§ **O pedido**: Transcreva na íntegra o trecho da notícia sobre a condenação dos indígenas Pataxó, começando em "Decisão – Ao" e seguindo até "de Elisa Samúdio.".

§ **Texto**:
A 3ª Turma do TRF 1ª Região afastou a circunstância qualificadora “motivo torpe” e reduziu as penas aplicadas pelo juiz federal presidente do Tribunal do Júri Federal da Subseção Judiciária de Eunápolis/BA decorrente da decisão do Conselho de Sentença que condenou dois indígenas da etnia Pataxó, o cacique e seu subordinado, de 18 para 15 anos de reclusão e de 16 para 14 anos e seis meses de reclusão, respectivamente. Os índios foram condenados pelos crimes de homicídio, cárcere privado e ocultação de cadáver.
De acordo com a denúncia, no dia 09/08/2014, na Fazenda Brasília, situada na zona rural de Porto Seguro (BA), ocupada pelos silvícolas, os indígenas mantiveram um homem, que tinha sido convidado pelo proprietário do imóvel, amarrado com uma corda e em seguida o assassinaram. No intuito de impedir a identificação da vítima, os silvícolas destruíram e ocultaram o cadáver. O proprietário da fazenda conseguiu fugir. Consta dos autos que várias testemunhas presenciaram o fato.
Em defesa dos indígenas, a Procuradoria-Geral Federal recorreu ao TRF1 sustentando, entre outros argumentos, a nulidade absoluta do julgamento, uma vez que uma das testemunhas, considerada imprescindível, sequer foi ouvida. Argumentou que a denúncia foi produzida unicamente pela versão dada pelo proprietário da fazenda. Por fim, caso nenhuma das teses fosse aceita pelo Colegiado, requereu a reanálise da dosimetria da pena por entender favoráveis todas as circunstâncias judiciais dos envolvidos, devendo a pena de prisão ser aplicada no mínimo legal.
Decisão – Ao analisar o caso, o relator, desembargador federal Ney Bello, destacou que não há que se falar em nulidade decorrente da ausência de oitiva de testemunhas, uma vez que a própria defesa, em diversas oportunidades, foi chamada para regularizar o rol de testemunhas e não demonstrou interesse necessário na oitiva de testemunha, bem como o tipo de prejuízo causado aos representados.
O desembargador federal salientou que, mesmo sendo uma espécie de crime que deixa vestígios, característica que exigiria o exame de corpo de delito na forma do art. 158 do CPP, a prova testemunhal supre a ausência do exame, nos termos do art. 167 do CPP, uma vez que o corpo da vítima jamais foi encontrado. O relator fez referência ao “caso Bruno”, ex-goleiro do Flamengo que foi considerado o autor do homicídio de Elisa Samúdio.

§ **Linhas fornecidas**:
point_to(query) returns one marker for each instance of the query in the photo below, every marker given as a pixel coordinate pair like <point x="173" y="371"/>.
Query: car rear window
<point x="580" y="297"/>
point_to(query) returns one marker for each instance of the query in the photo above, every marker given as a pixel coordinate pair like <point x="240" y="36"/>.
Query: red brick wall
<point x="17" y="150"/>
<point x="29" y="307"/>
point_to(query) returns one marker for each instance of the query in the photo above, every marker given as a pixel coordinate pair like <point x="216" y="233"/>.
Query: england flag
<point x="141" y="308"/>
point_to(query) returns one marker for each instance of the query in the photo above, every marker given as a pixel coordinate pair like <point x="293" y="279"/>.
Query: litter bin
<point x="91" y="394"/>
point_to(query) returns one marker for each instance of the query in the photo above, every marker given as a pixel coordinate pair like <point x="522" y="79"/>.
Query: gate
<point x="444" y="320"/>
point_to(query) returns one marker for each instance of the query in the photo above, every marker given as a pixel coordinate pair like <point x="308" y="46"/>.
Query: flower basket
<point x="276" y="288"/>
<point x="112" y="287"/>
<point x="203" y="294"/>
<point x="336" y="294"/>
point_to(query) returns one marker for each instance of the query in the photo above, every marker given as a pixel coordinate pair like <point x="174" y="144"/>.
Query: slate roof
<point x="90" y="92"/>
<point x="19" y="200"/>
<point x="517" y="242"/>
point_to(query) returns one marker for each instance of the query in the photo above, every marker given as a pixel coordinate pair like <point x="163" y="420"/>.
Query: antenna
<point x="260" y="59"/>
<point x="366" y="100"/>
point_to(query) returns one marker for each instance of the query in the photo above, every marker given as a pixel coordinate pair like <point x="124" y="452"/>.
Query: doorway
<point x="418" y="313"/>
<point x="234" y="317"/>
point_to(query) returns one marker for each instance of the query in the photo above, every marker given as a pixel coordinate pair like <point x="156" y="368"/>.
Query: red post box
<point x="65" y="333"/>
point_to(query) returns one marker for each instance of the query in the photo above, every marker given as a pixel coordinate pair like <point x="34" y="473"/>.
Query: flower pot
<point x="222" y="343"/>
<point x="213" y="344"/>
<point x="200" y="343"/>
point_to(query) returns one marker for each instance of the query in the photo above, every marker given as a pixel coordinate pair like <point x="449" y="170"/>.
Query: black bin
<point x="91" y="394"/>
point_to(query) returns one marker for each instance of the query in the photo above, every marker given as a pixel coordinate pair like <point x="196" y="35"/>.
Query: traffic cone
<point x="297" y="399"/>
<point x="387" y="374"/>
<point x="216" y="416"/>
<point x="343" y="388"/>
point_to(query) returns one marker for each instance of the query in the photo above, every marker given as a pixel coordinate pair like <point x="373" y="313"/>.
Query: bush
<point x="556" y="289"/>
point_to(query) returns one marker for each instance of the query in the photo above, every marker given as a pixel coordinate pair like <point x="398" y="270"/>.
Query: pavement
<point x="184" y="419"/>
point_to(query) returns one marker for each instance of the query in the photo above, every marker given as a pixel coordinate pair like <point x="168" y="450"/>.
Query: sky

§ **Resultado da tarefa**:
Decisão – Ao analisar o caso, o relator, desembargador federal Ney Bello, destacou que não há que se falar em nulidade decorrente da ausência de oitiva de testemunhas, uma vez que a própria defesa, em diversas oportunidades, foi chamada para regularizar o rol de testemunhas e não demonstrou interesse necessário na oitiva de testemunha, bem como o tipo de prejuízo causado aos representados.
O desembargador federal salientou que, mesmo sendo uma espécie de crime que deixa vestígios, característica que exigiria o exame de corpo de delito na forma do art. 158 do CPP, a prova testemunhal supre a ausência do exame, nos termos do art. 167 do CPP, uma vez que o corpo da vítima jamais foi encontrado. O relator fez referência ao “caso Bruno”, ex-goleiro do Flamengo que foi considerado o autor do homicídio de Elisa Samúdio.